**How to complete this task**.
Exactly the lines from the one containing "An instance counts as any individually distinguishable crumbling" through the final line of the listing are to be retyped, and nothing more.

**Input for this task**.
==================================================

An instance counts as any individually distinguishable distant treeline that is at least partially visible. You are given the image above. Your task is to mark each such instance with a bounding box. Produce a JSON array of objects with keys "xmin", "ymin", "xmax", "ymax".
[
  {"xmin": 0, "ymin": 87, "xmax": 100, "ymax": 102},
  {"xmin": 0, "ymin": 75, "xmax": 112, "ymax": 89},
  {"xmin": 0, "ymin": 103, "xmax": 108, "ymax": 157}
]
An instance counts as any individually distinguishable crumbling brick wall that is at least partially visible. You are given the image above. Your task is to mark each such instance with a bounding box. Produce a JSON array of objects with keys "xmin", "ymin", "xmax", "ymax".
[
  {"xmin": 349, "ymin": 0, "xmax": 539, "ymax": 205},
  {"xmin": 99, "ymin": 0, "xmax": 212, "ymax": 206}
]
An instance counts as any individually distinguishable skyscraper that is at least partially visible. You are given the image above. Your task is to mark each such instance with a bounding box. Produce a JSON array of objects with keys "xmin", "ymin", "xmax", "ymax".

==================================================

**Result for this exercise**.
An instance counts as any individually distinguishable crumbling brick wall that is at least partially visible. You are given the image above. Your task is to mark each such instance with a bounding box. Produce a JSON array of objects with keys "xmin", "ymin", "xmax", "ymax".
[
  {"xmin": 349, "ymin": 0, "xmax": 539, "ymax": 205},
  {"xmin": 99, "ymin": 0, "xmax": 212, "ymax": 206}
]
An instance counts as any individually distinguishable skyscraper that is at least partially visible. You are given the image above. Your task is to mark each such instance with a bounding box. Produce a JSON array of objects with keys "xmin", "ymin", "xmax", "ymax".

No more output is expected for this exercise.